:: Work to complete ::
Print the data that follows exactly.

□ □ □ □

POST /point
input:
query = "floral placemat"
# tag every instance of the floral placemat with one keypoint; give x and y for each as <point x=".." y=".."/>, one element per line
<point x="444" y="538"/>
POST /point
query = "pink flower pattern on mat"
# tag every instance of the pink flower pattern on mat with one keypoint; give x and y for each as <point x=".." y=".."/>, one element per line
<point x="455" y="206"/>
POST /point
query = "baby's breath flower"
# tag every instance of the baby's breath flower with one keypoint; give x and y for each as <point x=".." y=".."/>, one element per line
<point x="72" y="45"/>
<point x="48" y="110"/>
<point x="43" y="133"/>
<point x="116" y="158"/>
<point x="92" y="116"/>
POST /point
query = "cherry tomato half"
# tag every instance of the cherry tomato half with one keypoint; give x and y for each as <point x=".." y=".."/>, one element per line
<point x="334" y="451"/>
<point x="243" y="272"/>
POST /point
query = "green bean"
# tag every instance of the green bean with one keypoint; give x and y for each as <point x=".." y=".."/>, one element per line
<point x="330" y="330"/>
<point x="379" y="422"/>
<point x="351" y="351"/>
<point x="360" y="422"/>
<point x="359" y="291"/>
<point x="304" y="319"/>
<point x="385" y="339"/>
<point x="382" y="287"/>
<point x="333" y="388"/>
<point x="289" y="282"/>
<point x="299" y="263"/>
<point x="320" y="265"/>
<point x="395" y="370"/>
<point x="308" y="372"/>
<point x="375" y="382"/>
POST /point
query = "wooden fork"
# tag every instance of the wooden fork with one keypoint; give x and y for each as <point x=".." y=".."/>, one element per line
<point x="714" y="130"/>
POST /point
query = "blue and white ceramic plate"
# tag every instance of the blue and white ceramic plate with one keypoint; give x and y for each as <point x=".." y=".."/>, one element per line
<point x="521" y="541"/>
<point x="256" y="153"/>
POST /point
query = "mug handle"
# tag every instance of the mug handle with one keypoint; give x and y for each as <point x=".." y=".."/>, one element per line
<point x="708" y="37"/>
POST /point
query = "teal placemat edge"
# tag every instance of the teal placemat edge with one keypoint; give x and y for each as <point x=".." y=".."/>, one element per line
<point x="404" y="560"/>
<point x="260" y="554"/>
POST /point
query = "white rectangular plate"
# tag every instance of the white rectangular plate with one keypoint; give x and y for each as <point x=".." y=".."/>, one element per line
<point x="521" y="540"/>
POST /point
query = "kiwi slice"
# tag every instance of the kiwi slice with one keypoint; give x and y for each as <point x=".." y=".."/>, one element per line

□ □ □ □

:: Problem solution ::
POST /point
input:
query = "floral placemat"
# tag every instance of the floral placemat with one keypoint; give x and y for each as <point x=".." y=".."/>, one element per line
<point x="444" y="538"/>
POST /point
query = "pink flower pattern on mat"
# tag every instance of the pink flower pattern on mat with one keypoint; give x and y for each as <point x=".." y=".."/>, one element per line
<point x="455" y="206"/>
POST /point
query = "baby's breath flower"
# tag every instance of the baby's breath flower with one keypoint; give x and y for each as <point x=".." y=".."/>, one element per line
<point x="72" y="45"/>
<point x="48" y="110"/>
<point x="43" y="133"/>
<point x="116" y="158"/>
<point x="92" y="116"/>
POST /point
query = "cherry tomato half"
# tag every instance of the cherry tomato half with one keypoint; give x and y for each as <point x=".." y=".."/>, one element per line
<point x="334" y="451"/>
<point x="243" y="272"/>
POST /point
query = "green bean"
# tag every instance of the green bean with one keypoint; give x and y for each as <point x=".." y=".."/>, one element per line
<point x="330" y="330"/>
<point x="379" y="422"/>
<point x="351" y="351"/>
<point x="360" y="422"/>
<point x="359" y="291"/>
<point x="304" y="319"/>
<point x="385" y="339"/>
<point x="382" y="287"/>
<point x="333" y="388"/>
<point x="289" y="282"/>
<point x="299" y="263"/>
<point x="320" y="265"/>
<point x="395" y="370"/>
<point x="308" y="372"/>
<point x="375" y="382"/>
POST /point
query = "wooden fork"
# tag every instance of the wooden fork with one keypoint; give x and y for each as <point x=".." y=".."/>, one element per line
<point x="714" y="130"/>
POST /point
query = "blue and white ceramic plate"
# tag every instance of the blue and white ceramic plate with one keypoint; give x and y for each as <point x=".." y=".."/>, one element per line
<point x="521" y="541"/>
<point x="256" y="153"/>
POST /point
query = "mug handle"
# tag every instance of the mug handle with one keypoint; give x and y for each as <point x=".." y=".."/>, one element per line
<point x="708" y="37"/>
POST /point
query = "teal placemat edge"
# tag every instance of the teal placemat edge with one keypoint; give x and y for each as <point x=".." y=".."/>, one element per line
<point x="404" y="560"/>
<point x="260" y="554"/>
POST /point
query = "white rectangular plate"
# tag every instance of the white rectangular plate with one keypoint; give x and y for each as <point x=".." y=".."/>, one element per line
<point x="521" y="540"/>
POST /point
query = "kiwi slice"
# tag every instance of the kiwi slice with one keypoint; give x and y for each as <point x=".." y=".."/>, one element per line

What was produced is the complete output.